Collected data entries

━━━━━━━━━━

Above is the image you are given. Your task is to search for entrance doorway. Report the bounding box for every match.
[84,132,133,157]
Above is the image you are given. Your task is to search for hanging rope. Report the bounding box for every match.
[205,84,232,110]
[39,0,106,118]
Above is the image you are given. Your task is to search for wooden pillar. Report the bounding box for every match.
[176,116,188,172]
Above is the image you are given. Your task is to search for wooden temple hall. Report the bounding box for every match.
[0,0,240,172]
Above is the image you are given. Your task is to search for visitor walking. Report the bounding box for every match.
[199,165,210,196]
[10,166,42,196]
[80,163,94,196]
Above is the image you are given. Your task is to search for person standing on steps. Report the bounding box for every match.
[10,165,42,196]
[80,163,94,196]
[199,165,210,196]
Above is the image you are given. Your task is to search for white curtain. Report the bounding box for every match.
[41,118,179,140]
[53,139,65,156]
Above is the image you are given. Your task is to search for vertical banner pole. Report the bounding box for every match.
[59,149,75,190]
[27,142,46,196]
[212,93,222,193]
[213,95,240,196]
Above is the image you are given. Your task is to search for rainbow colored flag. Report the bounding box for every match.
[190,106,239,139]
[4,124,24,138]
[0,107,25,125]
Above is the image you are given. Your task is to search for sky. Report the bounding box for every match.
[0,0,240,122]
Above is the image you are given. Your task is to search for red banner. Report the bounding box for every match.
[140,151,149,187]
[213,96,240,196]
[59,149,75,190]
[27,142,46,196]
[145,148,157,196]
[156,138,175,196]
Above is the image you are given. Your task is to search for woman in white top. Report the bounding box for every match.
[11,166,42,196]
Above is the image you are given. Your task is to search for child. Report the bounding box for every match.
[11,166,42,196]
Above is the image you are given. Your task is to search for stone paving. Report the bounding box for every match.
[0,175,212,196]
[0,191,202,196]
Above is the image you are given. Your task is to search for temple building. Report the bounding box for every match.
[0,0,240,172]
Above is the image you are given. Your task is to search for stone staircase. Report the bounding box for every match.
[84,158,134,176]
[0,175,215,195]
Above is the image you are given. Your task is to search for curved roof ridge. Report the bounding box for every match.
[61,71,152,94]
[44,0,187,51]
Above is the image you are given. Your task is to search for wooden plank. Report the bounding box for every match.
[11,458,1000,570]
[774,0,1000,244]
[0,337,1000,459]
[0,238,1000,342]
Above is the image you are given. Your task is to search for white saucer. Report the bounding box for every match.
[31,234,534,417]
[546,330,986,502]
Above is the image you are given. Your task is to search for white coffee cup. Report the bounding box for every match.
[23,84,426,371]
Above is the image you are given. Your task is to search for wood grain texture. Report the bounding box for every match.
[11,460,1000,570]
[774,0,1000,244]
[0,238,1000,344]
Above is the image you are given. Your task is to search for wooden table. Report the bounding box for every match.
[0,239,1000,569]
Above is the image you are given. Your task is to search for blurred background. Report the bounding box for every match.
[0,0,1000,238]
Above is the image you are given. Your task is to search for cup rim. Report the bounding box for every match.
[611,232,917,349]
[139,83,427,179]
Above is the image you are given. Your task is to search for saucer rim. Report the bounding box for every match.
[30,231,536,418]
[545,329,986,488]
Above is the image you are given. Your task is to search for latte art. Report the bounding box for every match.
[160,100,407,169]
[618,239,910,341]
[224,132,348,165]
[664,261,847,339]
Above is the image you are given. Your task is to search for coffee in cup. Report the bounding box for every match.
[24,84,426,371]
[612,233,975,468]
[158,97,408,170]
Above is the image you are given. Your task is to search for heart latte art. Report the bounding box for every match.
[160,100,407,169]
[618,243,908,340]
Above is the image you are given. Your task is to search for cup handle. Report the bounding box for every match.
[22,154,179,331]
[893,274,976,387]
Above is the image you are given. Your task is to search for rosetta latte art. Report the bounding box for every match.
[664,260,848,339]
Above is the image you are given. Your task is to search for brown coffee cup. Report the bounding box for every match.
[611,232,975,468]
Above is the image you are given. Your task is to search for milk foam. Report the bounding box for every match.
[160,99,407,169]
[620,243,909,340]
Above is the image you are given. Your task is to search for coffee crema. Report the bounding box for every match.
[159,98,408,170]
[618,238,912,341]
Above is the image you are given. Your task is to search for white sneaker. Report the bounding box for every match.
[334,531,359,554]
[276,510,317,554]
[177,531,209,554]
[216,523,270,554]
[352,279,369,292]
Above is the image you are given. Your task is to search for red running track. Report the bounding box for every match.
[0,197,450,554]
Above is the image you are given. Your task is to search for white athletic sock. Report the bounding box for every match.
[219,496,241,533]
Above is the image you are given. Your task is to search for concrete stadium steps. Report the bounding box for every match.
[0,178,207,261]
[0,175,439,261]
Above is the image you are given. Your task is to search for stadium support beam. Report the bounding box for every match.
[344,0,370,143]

━━━━━━━━━━

**WHAT THE TASK ASKS**
Write out all of these lines again without any changes.

**EXERCISE RESPONSE**
Above is the image you are given. Your task is to search for entrance doorway. Report the bounding box for every match.
[84,132,133,157]
Above is the image you are given. Your task is to search for hanging rope. Report the bounding box for every match.
[205,84,232,110]
[39,0,106,118]
Above is the image you are given. Your task is to search for wooden pillar. Report the bounding box for every match.
[176,116,188,172]
Above is the image you are given. Your task is to search for wooden temple hall. Report the bounding box for every match.
[0,0,240,172]
Above is the image you are given. Your task is to search for visitor walking. Report the bounding box for every match.
[199,165,210,196]
[10,166,42,196]
[80,163,94,196]
Above is the image you are given. Your task is to search for person standing on steps. Report the bounding box for every match.
[10,165,42,196]
[80,163,94,196]
[199,165,210,196]
Above is the image you are given. Your task is to search for white curtain. Report the bounding box for every match.
[41,118,179,140]
[53,139,65,156]
Above is the image you are given. Your task is to search for vertical banner pole. Report the bounding box for every match.
[59,149,75,190]
[27,142,46,196]
[212,93,222,193]
[213,95,240,196]
Above is the image you are given. Your task is to search for rainbow colored flag. Report the bounding box for every match.
[190,106,239,139]
[4,124,24,138]
[0,107,25,125]
Above is the image you are given. Your task is to search for sky. Report the bounding box for every match.
[0,0,240,122]
Above is the image you are given. Your task is to search for red banner. Report the bounding box for every match.
[140,151,149,187]
[213,96,240,196]
[59,149,75,190]
[27,142,46,196]
[145,148,157,196]
[156,138,175,196]
Above is the image you are given. Your task is to search for woman in white top. Report the bounding box for every match.
[11,166,42,196]
Above is the image you are given. Your task is to search for child. Report the bounding box for every match.
[11,166,42,196]
Above is the image you are given. Your task is to search for stone paving. Report the bounding box for every match.
[0,175,212,196]
[0,191,202,196]
Above is the image you are given. Your task is to search for temple building. Report the bounding box for every match.
[0,0,240,172]
Above is the image you are given. Your task is to search for stone staircase. Report the bounding box for every match.
[84,158,134,176]
[0,175,215,195]
Above is the image you are given. Your task is to search for curved roof ridge. Report the bounding box for every match.
[61,71,152,94]
[44,0,187,51]
Above is the image you are given. Your task is to search for wooden plank. Report the bounding box for every match.
[11,458,1000,570]
[774,0,1000,244]
[0,337,1000,459]
[0,238,1000,342]
Above is the image you are given. Your task is to search for white saucer. Report the bounding box for every match.
[31,234,534,417]
[546,330,986,502]
Above is the image you are given. Your task is to search for white coffee cup. Report the bounding box for every match.
[23,84,426,371]
Above is the image you are given. Your task is to search for wood grain texture. Report the bounding box for every match.
[11,460,1000,570]
[774,0,1000,244]
[0,238,1000,344]
Above is the image you are given. Your task is to search for wooden table. Report the bounding box for every match.
[0,239,1000,569]
Above is the image you are given. Your task is to search for blurred background. Report the bounding box for every match.
[0,0,1000,238]
Above is the image you are given. Your task is to search for cup rim. Report the bounding box for every match.
[611,232,917,349]
[139,83,427,179]
Above is the image you are given. Your task is to search for saucer rim. Report the bounding box for every match.
[30,231,536,418]
[545,329,986,488]
Above is the image you are given. Your task is to search for latte art. Report the bounding box for every match.
[160,100,407,169]
[618,239,910,341]
[224,132,348,165]
[664,261,847,339]
Above is the image you are given. Your task is to search for coffee in cup. Report the bounding box for every match.
[24,84,426,371]
[612,233,975,468]
[158,97,408,170]
Above is the image you are given. Your task is to search for heart latte art. Report the bounding box for every match.
[160,100,407,169]
[618,243,908,340]
Above is the image you are given. Your task is to search for cup handle. Report the bounding box for every match.
[22,154,179,331]
[893,274,976,387]
Above is the image you are given. Your task is to search for rosetta latte art. Report the bounding box for every match.
[664,260,848,339]
Above is the image you are given. Your task is to search for brown coffee cup. Report the bounding box for every match.
[611,232,975,468]
Above is the image you are given. Your task is to search for milk foam. Report the bounding box for every match.
[160,99,407,169]
[620,243,909,340]
Above is the image you are given. Your task is to search for coffee crema. Report the bounding box for every match.
[159,98,408,170]
[618,238,912,341]
Above is the image you are given. Your task is to search for white sneaker. Report the bounding box for every match.
[334,531,359,554]
[276,510,317,554]
[177,531,209,554]
[216,523,270,554]
[352,279,369,292]
Above is the image you are given. Your task is to search for red running track. Report the bounding box for every match.
[0,197,450,554]
Above is the image you are given. Your task is to search for white athletic sock. Report the bounding box for every match.
[219,496,241,533]
Above is the image you are given. Your task is to search for concrete stadium steps. Report the bounding box for every match.
[0,178,207,261]
[0,175,439,261]
Above is the image you are given. Your task is to search for stadium support beam. Report the bounding box for every match.
[344,0,370,143]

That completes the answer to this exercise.